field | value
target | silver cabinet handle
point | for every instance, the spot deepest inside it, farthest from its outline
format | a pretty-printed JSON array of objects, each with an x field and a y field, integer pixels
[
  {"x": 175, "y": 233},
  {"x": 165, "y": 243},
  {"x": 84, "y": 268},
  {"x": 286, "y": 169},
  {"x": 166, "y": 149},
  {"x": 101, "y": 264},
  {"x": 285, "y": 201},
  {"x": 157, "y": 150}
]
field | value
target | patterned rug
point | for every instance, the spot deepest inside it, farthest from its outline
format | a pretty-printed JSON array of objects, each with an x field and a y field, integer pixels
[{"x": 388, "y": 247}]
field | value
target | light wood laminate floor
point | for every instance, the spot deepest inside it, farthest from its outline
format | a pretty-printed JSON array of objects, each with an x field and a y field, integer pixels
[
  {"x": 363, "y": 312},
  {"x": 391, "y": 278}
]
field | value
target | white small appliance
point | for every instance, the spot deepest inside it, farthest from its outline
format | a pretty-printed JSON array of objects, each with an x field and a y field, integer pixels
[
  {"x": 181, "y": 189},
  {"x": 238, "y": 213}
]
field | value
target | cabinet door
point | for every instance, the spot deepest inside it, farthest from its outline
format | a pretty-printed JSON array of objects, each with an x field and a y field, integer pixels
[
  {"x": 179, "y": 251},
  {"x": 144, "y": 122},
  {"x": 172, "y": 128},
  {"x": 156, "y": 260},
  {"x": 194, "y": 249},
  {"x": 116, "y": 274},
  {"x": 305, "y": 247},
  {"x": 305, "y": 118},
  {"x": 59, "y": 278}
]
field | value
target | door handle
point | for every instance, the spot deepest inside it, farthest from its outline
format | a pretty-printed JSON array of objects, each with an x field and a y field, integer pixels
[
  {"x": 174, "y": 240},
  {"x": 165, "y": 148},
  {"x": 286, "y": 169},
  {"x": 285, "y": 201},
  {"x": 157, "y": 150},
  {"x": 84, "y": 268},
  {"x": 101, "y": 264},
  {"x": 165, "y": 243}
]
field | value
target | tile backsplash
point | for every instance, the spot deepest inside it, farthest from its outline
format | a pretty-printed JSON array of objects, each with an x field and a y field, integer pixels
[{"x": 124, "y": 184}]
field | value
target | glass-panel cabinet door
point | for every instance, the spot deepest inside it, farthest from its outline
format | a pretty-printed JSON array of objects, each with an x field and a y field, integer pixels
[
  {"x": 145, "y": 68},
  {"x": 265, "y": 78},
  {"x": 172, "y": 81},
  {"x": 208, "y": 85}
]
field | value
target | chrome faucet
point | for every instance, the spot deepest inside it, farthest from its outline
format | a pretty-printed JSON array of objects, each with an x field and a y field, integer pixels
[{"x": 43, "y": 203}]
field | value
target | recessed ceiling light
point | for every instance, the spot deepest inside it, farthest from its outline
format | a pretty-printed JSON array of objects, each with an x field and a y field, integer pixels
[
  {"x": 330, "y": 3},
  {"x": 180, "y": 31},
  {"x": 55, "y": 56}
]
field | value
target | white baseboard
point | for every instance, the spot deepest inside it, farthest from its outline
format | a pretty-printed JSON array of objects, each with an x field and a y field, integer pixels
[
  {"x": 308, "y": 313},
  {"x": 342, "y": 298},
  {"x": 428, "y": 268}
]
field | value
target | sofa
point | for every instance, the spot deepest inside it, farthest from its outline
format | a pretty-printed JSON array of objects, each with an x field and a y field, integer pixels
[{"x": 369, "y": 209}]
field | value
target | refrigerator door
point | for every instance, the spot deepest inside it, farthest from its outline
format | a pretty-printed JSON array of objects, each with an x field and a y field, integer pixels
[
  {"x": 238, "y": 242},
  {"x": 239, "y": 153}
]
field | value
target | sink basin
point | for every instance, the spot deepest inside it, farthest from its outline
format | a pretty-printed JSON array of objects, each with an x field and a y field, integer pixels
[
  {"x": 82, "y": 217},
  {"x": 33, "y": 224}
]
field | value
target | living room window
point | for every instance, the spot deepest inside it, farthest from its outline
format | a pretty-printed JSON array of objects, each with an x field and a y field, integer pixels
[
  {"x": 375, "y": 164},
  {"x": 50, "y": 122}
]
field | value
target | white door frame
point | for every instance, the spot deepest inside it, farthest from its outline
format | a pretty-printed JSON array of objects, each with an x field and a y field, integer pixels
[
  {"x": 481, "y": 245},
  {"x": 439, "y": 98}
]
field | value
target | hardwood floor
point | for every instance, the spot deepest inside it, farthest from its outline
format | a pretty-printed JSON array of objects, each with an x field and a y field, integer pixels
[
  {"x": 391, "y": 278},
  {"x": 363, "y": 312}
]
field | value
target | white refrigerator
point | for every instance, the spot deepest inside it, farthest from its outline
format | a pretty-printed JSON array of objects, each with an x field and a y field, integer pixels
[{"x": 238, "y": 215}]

--------------------------------------------------

== Activity ==
Restate word for word the lines of the data above, starting at the line containing "target | sofa" and ending at the line containing "target | white door frame", both included, and nothing more.

== Output below ==
target | sofa
point | for every instance, the spot deepest inside it, farthest from its outline
format | a pretty-printed JSON array of objects, each with an x field and a y field, integer pixels
[{"x": 369, "y": 209}]
field | value
target | refrigerator door
point | for every instance, the spot deepest inside it, farthest from its outline
format | a pretty-printed JSON array of objects, each with an x field and a y field, integer pixels
[
  {"x": 238, "y": 242},
  {"x": 239, "y": 153}
]
field | value
target | sink basin
point | for every instance, the spot deepest inside it, farthest from its outline
format | a pretty-printed JSON array of objects, each with an x field and a y field, integer pixels
[
  {"x": 82, "y": 217},
  {"x": 33, "y": 224}
]
field | value
target | living room window
point | for every instance, the spot deepest inside it, farthest from its outline
format | a pretty-printed JSON array of objects, each with an x field and a y field, integer pixels
[
  {"x": 375, "y": 164},
  {"x": 50, "y": 122}
]
field | value
target | white door frame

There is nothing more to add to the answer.